- [Document text]:
>> begin
El Teatro Campesino imbues 'La Virgen del Tepeyac' with emotional and historical force

By Heather Zimmerman

MIRACLE PLAYS pretty much had their heyday in the Middle Ages, so to an audience glutted with the usual holiday repertoire, El Teatro Campesino's production of the miracle play La Virgen del Tepeyac can seem especially unique (although for many, this biennial production, alternated each year with another holiday-themed production, La Pastorela, has become a tradition).

La Virgen del Tepeyac is a lavish pageant, though it's not, as one might expect given the season, a re-enactment of the nativity. Instead, the play deals with a comparatively more recent story that has become part of the Christian religion, although it offers more than religious celebration--at its heart lie some thorny historical issues.

Set in 1531 in Mexico, 10 years after the Spanish Conquest, La Virgen initially offers an unflinching look at the forced religious conversion of Mexico's indigenous peoples. The story concerns four apparitions of the Virgin Mary witnessed by Juan Diego, a converted Aztec Indian whose lowly status under Spanish rule doesn't afford him much credibility.

Going before the Bishop of Mexico and his friars, Juan Diego encounters doubt and suspicion when he relays a message from La Virgen herself that she wants a temple erected in her honor atop a hill sacred to the Aztecs. The Virgin appears four times, and performs several miracles in order to get the voice of her Indian messenger heard and believed. The Virgin's ultimate message is that she has come to create peace between the Aztecs and the Spanish.
>> end
Items drawn from a data source:
>> begin
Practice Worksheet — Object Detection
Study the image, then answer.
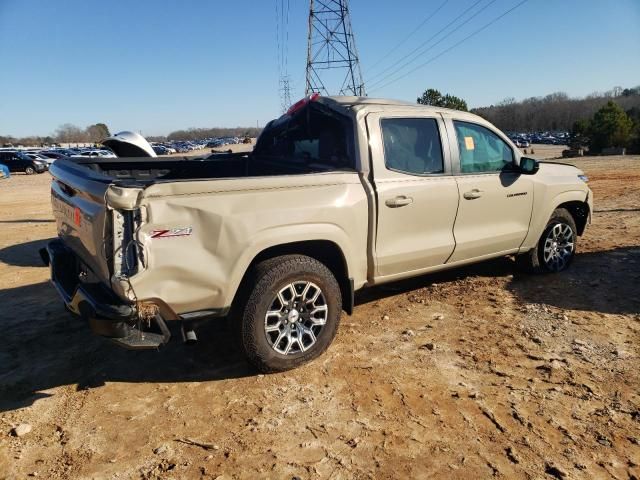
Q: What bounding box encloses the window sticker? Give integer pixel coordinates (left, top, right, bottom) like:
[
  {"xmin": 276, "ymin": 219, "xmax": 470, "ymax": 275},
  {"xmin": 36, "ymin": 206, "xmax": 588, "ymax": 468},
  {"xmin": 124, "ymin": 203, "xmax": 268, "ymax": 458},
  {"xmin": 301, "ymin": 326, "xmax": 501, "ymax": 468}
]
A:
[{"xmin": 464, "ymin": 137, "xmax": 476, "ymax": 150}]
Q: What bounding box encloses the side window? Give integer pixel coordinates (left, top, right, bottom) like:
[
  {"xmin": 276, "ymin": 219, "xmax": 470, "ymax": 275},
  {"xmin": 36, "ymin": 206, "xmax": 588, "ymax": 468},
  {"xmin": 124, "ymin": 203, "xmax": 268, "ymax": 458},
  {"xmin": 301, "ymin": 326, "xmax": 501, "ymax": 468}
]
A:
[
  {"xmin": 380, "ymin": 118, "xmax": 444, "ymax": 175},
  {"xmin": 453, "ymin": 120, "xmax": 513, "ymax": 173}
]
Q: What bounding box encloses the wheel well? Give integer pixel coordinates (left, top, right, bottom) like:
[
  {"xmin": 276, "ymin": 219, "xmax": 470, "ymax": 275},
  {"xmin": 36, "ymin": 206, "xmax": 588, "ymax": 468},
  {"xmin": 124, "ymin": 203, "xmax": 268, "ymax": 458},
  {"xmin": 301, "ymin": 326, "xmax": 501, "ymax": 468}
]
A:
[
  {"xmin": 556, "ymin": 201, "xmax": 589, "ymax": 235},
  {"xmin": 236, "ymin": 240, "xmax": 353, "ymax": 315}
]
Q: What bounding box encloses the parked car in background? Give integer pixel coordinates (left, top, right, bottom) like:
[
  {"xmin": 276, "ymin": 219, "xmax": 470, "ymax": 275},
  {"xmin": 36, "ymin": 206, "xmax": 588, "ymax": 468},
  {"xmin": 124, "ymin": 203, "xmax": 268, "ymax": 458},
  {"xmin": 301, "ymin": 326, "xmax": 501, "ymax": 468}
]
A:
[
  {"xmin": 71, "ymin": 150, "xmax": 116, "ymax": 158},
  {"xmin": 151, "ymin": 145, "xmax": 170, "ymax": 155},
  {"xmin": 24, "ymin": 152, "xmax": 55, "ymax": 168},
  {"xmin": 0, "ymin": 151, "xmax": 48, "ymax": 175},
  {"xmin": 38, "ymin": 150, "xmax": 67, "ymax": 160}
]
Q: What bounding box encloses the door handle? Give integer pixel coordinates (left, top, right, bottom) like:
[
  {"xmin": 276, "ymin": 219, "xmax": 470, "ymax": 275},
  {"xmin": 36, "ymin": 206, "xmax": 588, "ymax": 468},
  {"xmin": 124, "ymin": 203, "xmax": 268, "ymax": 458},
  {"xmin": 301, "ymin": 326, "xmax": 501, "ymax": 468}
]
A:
>> end
>> begin
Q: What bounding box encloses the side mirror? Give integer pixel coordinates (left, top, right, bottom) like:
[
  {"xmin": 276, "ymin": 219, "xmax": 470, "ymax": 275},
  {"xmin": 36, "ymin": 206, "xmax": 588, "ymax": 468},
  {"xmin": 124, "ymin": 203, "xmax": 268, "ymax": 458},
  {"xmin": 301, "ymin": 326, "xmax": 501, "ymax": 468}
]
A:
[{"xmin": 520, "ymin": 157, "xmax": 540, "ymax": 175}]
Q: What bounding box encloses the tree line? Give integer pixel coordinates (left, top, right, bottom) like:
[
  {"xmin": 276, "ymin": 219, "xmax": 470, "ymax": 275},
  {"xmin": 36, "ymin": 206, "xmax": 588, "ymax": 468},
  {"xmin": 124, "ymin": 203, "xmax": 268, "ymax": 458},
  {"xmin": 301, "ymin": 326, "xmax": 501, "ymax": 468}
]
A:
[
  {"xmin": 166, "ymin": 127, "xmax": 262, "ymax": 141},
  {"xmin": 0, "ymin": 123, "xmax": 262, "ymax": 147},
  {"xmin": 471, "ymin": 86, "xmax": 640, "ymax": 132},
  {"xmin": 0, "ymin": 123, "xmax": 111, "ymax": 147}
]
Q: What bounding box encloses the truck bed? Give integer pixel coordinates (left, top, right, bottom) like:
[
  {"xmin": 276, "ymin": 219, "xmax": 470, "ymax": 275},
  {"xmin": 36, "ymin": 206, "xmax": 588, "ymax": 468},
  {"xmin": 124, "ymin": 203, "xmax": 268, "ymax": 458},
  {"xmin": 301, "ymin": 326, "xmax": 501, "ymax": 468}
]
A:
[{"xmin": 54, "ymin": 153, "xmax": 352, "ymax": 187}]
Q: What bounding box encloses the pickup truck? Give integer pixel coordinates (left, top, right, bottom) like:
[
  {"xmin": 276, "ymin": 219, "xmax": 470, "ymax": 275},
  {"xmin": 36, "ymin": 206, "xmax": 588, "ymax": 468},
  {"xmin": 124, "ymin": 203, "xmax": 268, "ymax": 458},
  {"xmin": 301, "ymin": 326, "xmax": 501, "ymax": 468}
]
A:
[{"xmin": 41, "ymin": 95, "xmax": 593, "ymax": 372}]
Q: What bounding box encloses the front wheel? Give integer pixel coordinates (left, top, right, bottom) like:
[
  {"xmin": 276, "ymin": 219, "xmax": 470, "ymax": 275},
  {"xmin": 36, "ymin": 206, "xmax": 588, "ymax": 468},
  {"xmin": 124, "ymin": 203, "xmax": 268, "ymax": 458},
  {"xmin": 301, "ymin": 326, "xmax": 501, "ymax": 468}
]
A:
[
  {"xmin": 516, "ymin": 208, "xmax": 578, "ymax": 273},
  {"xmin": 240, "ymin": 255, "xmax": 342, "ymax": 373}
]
>> end
- [Instructions]:
#1 Return each line of the entries that contains the string "bounding", treating uppercase and lowercase as different.
#2 Write what comes next in the review of El Teatro Campesino's production of La Virgen del Tepeyac, picking up after its last sentence.

- [Responses for each task]:
#1
Q: What bounding box encloses the window sticker? Give integer pixel coordinates (left, top, right, bottom) like:
Q: What bounding box encloses the side window? Give integer pixel coordinates (left, top, right, bottom) like:
Q: What bounding box encloses the wheel well? Give integer pixel coordinates (left, top, right, bottom) like:
Q: What bounding box encloses the parked car in background? Give integer pixel coordinates (left, top, right, bottom) like:
Q: What bounding box encloses the door handle? Give integer pixel coordinates (left, top, right, bottom) like:
Q: What bounding box encloses the side mirror? Give integer pixel coordinates (left, top, right, bottom) like:
Q: What bounding box encloses the tree line? Give integer pixel coordinates (left, top, right, bottom) like:
Q: What bounding box encloses the truck bed? Give integer pixel coordinates (left, top, right, bottom) like:
Q: What bounding box encloses the pickup truck? Give integer pixel coordinates (left, top, right, bottom) like:
Q: What bounding box encloses the front wheel? Give integer pixel coordinates (left, top, right, bottom) like:

#2
This story has particular resonance performed inside the church at Mission San Juan Bautista, and director Kinan Valdez uses the historically loaded environs to powerful effect, bathing the walls in dramatic lighting and taking full advantage of the cavernous building's acoustics. Lights in saturated colors cast almost impossibly tall shadows on the walls and ceiling that are alternately ominous--the bishop literally looms large in one scene--and wildly joyous, such as several Aztec dance scenes.

The play is largely musical, with some dialogue, and the company makes the songs, many of which feature both booming percussion and choral singing, ring out impressively in the mission. Lighting and music come together especially well for the first apparition of La Virgen, who appears amid hazy heavenly light up in the choir loft--it's no easy feat to duplicate an event from on high, but El Teatro Campesino probably comes as close as we're going to get.

Obviously, La Virgen has got to have a good voice, and Primavera Flor Valdez does not disappoint, singing the part with sweet and clear but rich notes. Rubén C. González is also very strong in the role of Juan Diego, and Phil Esparza affects dignified presence as El Obispo (the bishop). The large cast has a collectively beautiful voice on the choral numbers and tackles the Aztec dance numbers with both precision and contagious excitement.

The play is performed entirely in Spanish, but with the events of each scene detailed in English in the program, the performance isn't difficult to follow for non-Spanish speakers; there are a couple of mostly dialogue scenes that lack the luster of the rest of the pageant if you don't know the language, but it hardly matters. El Teatro Campesino has crafted a gorgeous spectacle that appeals beyond language barriers, and to a certain extent, beyond religious boundaries as well.


La Virgen del Tepeyac plays at Mission San Juan Bautista, downtown San Juan Bautista; Thursday-Saturday at 8pm and Sunday 4 and 8pm through Dec 17. Tickets are $19 adults/$15 students and seniors/$9 children. (831.623.2445)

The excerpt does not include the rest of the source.